**MATERIAL TO PROCESS**
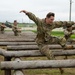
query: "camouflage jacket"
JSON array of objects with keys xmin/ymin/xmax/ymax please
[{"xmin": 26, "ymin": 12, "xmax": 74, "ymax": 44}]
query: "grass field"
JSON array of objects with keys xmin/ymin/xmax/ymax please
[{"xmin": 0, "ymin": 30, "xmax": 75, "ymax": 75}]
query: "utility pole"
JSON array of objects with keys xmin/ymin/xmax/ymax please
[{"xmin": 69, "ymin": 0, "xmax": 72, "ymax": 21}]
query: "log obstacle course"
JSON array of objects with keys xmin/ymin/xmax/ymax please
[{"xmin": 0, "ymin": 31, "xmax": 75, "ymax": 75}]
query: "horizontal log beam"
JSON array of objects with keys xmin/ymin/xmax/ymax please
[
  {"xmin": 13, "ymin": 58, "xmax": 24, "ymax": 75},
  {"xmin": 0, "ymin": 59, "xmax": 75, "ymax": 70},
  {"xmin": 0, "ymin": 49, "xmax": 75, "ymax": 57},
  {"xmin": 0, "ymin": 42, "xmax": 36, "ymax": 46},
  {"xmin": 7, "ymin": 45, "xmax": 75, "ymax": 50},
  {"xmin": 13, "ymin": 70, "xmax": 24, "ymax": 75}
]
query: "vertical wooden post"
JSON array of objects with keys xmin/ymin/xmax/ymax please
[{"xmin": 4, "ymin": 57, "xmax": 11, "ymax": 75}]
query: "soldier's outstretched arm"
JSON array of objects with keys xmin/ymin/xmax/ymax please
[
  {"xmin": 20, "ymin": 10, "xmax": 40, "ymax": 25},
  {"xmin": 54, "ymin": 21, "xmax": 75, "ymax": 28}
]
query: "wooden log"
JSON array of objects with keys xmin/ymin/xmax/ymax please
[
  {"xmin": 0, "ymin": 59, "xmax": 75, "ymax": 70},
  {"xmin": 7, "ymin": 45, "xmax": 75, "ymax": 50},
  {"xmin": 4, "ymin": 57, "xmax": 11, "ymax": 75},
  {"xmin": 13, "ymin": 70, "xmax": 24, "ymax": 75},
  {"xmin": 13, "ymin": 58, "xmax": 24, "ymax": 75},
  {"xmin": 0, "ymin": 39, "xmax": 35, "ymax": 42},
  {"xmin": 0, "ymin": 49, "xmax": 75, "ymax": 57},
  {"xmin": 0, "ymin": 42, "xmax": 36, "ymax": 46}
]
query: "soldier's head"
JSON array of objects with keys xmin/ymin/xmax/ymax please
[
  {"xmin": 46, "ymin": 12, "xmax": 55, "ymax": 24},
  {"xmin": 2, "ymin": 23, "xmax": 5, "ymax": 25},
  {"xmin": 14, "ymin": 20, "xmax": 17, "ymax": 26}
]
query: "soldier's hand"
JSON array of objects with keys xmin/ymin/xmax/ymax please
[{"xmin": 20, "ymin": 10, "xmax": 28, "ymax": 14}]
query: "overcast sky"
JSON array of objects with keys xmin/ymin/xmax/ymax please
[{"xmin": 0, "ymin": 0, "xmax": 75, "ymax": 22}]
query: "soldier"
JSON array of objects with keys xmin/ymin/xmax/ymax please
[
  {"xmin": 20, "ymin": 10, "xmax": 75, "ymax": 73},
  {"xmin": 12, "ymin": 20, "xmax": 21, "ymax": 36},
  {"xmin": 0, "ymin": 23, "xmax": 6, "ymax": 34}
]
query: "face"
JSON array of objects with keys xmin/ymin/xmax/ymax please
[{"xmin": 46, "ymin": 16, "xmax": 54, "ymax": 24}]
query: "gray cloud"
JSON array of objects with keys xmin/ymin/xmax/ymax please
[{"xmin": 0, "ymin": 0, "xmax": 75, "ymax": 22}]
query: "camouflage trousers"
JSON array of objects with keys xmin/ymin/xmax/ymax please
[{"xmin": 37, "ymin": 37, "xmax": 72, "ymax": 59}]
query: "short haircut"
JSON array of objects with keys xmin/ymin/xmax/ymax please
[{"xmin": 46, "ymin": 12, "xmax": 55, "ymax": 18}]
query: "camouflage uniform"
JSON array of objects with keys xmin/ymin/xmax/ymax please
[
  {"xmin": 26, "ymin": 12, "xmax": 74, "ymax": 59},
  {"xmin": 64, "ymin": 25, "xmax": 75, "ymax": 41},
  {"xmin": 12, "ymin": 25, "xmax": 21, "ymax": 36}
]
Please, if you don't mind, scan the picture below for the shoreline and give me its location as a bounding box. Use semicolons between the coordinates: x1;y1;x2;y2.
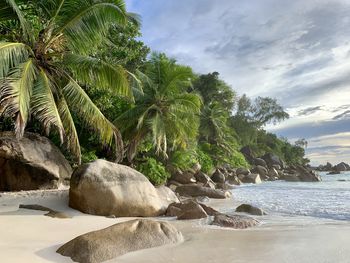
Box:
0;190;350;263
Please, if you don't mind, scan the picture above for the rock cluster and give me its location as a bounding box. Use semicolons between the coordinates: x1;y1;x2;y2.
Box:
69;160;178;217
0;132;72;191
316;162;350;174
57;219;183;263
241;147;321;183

**PROBLEM TO WORK ON**
Copy out every line in the stretch from the line containing "Please, if you don't mind, scan the picture above" through the end of the records, leaving all other text unchanged. Multiply each coordinate in the answers by 2.05 and round to whole numbers, with halves rounding up.

**CORRECT OUTPUT**
Please, if you don't mind, scan the picture above for the rock cluster and give me its location as a bounding box. Use semicolons between the coordinates: x1;y1;x2;y2.
Box:
141;328;365;445
0;271;148;392
648;332;718;357
117;449;375;539
494;301;658;375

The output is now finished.